Items from a data source:
======
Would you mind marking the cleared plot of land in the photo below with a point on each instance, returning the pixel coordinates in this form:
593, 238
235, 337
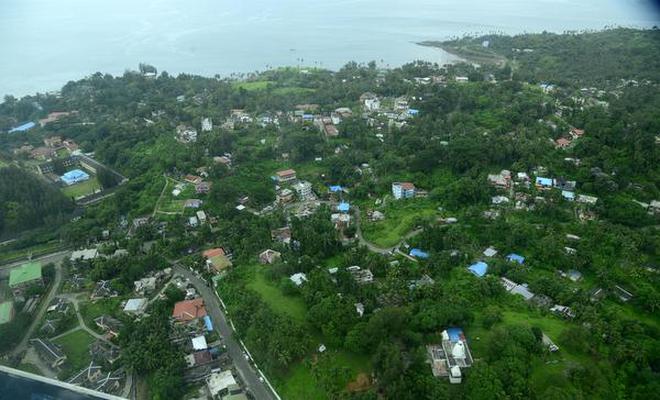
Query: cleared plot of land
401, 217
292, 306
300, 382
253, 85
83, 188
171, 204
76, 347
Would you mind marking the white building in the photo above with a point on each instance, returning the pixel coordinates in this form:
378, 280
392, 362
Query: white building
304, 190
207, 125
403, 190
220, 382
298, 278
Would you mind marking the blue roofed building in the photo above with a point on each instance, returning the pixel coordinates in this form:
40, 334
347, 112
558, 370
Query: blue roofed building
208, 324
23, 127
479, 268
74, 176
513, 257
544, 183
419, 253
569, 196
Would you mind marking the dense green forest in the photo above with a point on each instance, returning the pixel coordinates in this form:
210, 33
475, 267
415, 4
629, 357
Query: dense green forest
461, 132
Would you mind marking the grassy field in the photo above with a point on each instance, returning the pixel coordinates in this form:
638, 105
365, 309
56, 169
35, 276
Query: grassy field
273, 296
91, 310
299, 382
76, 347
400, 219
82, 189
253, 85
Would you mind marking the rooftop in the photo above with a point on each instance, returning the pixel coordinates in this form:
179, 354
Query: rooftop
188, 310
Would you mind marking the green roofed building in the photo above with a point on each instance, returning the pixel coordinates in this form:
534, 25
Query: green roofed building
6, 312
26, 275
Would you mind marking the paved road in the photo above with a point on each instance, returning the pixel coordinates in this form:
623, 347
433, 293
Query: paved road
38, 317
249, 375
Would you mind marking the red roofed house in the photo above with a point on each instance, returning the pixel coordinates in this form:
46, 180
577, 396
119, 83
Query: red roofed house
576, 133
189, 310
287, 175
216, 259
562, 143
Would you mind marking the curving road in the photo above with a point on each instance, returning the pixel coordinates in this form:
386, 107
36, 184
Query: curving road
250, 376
======
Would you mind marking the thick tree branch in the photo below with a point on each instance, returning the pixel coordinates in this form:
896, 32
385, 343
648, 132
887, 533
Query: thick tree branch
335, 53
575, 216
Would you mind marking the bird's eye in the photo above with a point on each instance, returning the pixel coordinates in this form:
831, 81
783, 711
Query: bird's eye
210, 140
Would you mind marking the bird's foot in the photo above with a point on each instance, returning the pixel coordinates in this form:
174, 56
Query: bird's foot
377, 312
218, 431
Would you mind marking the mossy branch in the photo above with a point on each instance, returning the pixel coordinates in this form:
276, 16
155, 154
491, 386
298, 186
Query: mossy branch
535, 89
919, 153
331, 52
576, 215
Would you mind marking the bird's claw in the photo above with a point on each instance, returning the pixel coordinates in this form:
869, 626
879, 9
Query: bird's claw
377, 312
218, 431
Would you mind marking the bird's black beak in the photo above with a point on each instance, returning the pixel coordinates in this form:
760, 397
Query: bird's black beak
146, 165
======
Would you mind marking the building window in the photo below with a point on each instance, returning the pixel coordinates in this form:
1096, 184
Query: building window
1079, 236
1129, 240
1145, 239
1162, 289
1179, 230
======
| YOUR INSTRUCTIONS |
A complete answer reproduces every line of the records in which the word "below" occurs.

| EXERCISE OUTPUT |
Would you mind marking the cleared plot of land in the photo below with a point on each instance, returning the pixel coordinates in this form:
Would you mind marking the thick tree branch in the photo below with a point on each instance, returning the pixel coordinates in this form:
Would you mind marking the building window in the photo below with a point on each instance, returning the pixel coordinates in this form:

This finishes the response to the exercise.